INPUT FOR THIS TASK ::
↓↓↓

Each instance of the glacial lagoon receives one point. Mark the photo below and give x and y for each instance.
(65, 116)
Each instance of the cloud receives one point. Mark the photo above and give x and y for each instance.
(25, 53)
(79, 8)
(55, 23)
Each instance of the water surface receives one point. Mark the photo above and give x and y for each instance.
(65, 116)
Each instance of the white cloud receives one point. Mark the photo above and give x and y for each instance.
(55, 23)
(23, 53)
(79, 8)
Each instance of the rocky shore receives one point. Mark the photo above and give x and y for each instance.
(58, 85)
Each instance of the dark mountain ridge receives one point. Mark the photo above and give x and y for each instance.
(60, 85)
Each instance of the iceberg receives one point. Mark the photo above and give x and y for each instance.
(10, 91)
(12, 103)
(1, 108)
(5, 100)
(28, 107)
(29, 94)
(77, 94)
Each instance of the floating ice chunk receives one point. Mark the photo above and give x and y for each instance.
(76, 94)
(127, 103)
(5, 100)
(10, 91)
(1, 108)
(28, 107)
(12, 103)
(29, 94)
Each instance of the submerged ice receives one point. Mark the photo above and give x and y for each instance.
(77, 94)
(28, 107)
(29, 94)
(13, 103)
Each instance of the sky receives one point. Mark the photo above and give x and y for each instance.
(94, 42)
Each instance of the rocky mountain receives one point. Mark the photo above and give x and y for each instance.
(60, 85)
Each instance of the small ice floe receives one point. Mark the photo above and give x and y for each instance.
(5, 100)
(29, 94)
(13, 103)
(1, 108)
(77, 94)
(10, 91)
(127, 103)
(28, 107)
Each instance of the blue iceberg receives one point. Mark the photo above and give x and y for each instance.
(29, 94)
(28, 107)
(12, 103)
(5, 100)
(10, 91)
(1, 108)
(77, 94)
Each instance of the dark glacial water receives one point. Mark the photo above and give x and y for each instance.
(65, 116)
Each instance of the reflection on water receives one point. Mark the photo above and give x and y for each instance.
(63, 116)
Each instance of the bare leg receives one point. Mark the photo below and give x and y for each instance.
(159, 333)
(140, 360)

↑↑↑

EXERCISE ::
Each record shown above must be reproduced exactly.

TASK ANSWER ::
Each instance of the glacial lagoon receives one point. Mark the photo below and give x and y for each instance.
(65, 116)
Each instance of the cloud receives one point. Mark the photo above and give x and y for each instance.
(25, 53)
(79, 8)
(55, 23)
Each instance of the water surface receives one point. Mark the photo above and give x and y for each instance.
(65, 116)
Each instance of the white cloud receives one point. Mark the photo above and give x and y for each instance.
(55, 23)
(23, 53)
(79, 8)
Each instance of the rocky shore receives one point. Mark the photo above and give x and y for each instance.
(58, 85)
Each instance of the dark mountain ridge receives one point. Mark the photo above and give x and y for each instance.
(60, 85)
Each instance of the iceberg receives one point. Mark the photo above and give x and y for each instance.
(10, 91)
(12, 103)
(1, 108)
(5, 100)
(28, 107)
(29, 94)
(77, 94)
Each instance of the floating ice chunk receives one point. Mark the photo above and give x and y for each instance.
(76, 94)
(127, 103)
(5, 100)
(10, 91)
(1, 108)
(28, 107)
(12, 103)
(29, 94)
Each instance of the submerged ice receives one point. Mark the photo above and give x and y for each instance.
(77, 94)
(28, 107)
(29, 94)
(13, 103)
Each instance of the sky receives one point. Mark the photo above and give x and y for each instance.
(94, 42)
Each instance of the rocky mountain receives one point. Mark the photo above and give x and y for each instance.
(60, 85)
Each instance of the small ice floe receives one point. Mark the photo above and give x and y for each instance.
(5, 100)
(29, 94)
(13, 103)
(1, 108)
(77, 94)
(10, 91)
(127, 103)
(28, 107)
Each instance of the blue iceberg receives one point. Mark the photo above and give x and y for each instance.
(29, 94)
(28, 107)
(12, 103)
(5, 100)
(10, 91)
(1, 108)
(77, 94)
Each instance of the dark glacial water receives one point. Mark the photo above and give x and y for each instance.
(65, 116)
Each instance of the reflection on water receives one point. Mark the photo above and give x and y for each instance.
(63, 116)
Each instance of the bare leg receives one point. Mark the photo below and give x and y for each instance.
(159, 333)
(140, 360)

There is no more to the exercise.